Lay out each of the rows below as a JSON list of strings, with one string for each line and blank lines omitted.

※ ※ ※

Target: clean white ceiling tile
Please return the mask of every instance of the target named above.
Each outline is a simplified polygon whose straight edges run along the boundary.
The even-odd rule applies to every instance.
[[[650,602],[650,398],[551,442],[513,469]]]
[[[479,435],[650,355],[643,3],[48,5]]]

※ ※ ※

■ ANSWER TO THIS EXERCISE ■
[
  "Target: clean white ceiling tile",
  "Please return the mask of every instance of the target named above.",
  "Each outline is a simplified polygon whose straight edges run along the boundary.",
  "The even-odd rule applies to every instance.",
  "[[[650,602],[650,398],[551,442],[513,469]]]",
  "[[[479,435],[650,355],[643,3],[48,5]]]"
]